*** Block opens ***
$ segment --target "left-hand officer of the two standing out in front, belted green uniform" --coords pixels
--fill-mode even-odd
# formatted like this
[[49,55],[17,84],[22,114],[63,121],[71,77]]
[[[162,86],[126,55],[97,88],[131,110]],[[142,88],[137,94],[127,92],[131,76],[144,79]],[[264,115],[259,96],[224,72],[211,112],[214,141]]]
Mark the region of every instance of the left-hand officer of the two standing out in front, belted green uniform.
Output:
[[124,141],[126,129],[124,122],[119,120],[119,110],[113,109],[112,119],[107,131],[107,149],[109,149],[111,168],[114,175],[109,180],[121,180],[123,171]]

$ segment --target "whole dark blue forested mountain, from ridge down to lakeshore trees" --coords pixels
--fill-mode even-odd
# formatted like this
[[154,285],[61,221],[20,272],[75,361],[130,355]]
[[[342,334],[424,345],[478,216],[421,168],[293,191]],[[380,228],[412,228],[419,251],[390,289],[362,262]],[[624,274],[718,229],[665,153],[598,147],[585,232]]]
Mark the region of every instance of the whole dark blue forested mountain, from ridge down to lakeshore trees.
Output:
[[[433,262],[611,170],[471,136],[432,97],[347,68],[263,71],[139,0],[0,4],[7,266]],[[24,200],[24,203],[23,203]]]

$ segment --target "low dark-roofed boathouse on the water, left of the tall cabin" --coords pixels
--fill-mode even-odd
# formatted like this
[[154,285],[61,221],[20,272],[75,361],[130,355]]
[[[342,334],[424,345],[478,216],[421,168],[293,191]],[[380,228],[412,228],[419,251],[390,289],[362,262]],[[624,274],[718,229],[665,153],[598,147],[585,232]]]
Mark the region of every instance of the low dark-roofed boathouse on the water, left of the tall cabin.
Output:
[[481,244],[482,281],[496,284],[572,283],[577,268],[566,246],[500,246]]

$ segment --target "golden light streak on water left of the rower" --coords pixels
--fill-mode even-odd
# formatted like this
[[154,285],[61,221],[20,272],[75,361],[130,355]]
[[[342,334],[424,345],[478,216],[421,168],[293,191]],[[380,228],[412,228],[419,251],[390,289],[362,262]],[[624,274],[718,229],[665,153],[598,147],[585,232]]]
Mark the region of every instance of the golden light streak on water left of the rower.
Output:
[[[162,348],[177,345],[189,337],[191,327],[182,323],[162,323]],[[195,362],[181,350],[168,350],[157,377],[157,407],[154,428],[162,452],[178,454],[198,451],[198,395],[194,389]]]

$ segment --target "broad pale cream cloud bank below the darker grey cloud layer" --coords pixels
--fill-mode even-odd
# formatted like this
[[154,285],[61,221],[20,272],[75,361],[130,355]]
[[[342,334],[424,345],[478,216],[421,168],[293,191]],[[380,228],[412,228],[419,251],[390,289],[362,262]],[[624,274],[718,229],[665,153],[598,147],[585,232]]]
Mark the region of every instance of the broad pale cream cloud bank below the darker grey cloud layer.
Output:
*** Block closes ***
§ REQUIRED ACTION:
Reproduce precisely, and with no line left out, each line from the top of the entries through the line that carries "[[49,55],[17,84],[22,114],[63,121],[71,77]]".

§ FINISHED TASK:
$ segment --target "left-hand officer of the two standing out in front, belted green uniform" --coords pixels
--fill-mode even-odd
# formatted like this
[[49,55],[17,84],[22,114],[63,121],[71,77]]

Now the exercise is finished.